All of the data below should be returned exactly.

[INPUT DATA Boundary: Start]

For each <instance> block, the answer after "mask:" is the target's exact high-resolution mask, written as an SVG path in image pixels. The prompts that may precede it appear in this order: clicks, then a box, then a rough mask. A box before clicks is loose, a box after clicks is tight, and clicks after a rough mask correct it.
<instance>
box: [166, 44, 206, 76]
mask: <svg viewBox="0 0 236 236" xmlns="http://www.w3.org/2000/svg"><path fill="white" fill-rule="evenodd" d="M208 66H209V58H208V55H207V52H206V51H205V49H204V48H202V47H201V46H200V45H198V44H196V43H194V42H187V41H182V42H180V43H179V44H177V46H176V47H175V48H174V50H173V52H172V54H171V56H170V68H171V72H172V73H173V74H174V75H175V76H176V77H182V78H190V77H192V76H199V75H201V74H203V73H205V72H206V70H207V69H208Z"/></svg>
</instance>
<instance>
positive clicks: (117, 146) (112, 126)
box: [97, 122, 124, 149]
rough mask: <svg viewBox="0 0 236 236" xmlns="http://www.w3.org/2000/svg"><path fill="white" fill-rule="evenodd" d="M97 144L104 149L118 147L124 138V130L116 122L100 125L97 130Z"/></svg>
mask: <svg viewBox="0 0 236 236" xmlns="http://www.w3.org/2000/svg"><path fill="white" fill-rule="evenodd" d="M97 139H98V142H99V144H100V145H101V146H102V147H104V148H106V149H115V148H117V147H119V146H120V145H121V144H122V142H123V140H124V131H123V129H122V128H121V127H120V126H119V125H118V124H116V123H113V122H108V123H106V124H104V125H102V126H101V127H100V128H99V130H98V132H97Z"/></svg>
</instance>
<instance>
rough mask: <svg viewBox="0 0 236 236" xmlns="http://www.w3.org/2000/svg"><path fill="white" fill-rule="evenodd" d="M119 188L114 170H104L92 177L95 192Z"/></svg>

[INPUT DATA Boundary: End]

__WRITTEN ANSWER__.
For each <instance> block, the answer after "mask:" is the target's exact high-resolution mask, written as an SVG path in image pixels. The prompts that may precede it appear in this order: clicks, then a box, then a rough mask. A box before clicks is loose, a box after clicks is tight, and clicks after a rough mask correct it.
<instance>
box: [166, 44, 206, 76]
mask: <svg viewBox="0 0 236 236" xmlns="http://www.w3.org/2000/svg"><path fill="white" fill-rule="evenodd" d="M208 66H209V58H208V55H207V52H206V51H205V49H204V48H202V47H201V46H200V45H198V44H196V43H194V42H187V41H182V42H180V43H179V44H177V46H176V47H175V48H174V50H173V52H172V54H171V56H170V68H171V72H172V73H173V74H174V75H175V76H176V77H182V78H190V77H192V76H199V75H201V74H203V73H205V72H206V70H207V69H208Z"/></svg>
</instance>
<instance>
positive clicks: (117, 146) (112, 126)
box: [97, 122, 124, 149]
rough mask: <svg viewBox="0 0 236 236" xmlns="http://www.w3.org/2000/svg"><path fill="white" fill-rule="evenodd" d="M97 144L104 149L118 147L124 138V130L116 122L100 125L97 130Z"/></svg>
mask: <svg viewBox="0 0 236 236" xmlns="http://www.w3.org/2000/svg"><path fill="white" fill-rule="evenodd" d="M97 139H98V142H99V144H100V145H101V146H102V147H104V148H106V149H115V148H117V147H119V146H120V145H121V144H122V142H123V140H124V131H123V129H122V128H121V127H120V126H119V125H118V124H116V123H113V122H108V123H106V124H104V125H102V126H101V127H100V128H99V130H98V132H97Z"/></svg>
</instance>
<instance>
rough mask: <svg viewBox="0 0 236 236" xmlns="http://www.w3.org/2000/svg"><path fill="white" fill-rule="evenodd" d="M119 188L114 170H104L92 177L95 192Z"/></svg>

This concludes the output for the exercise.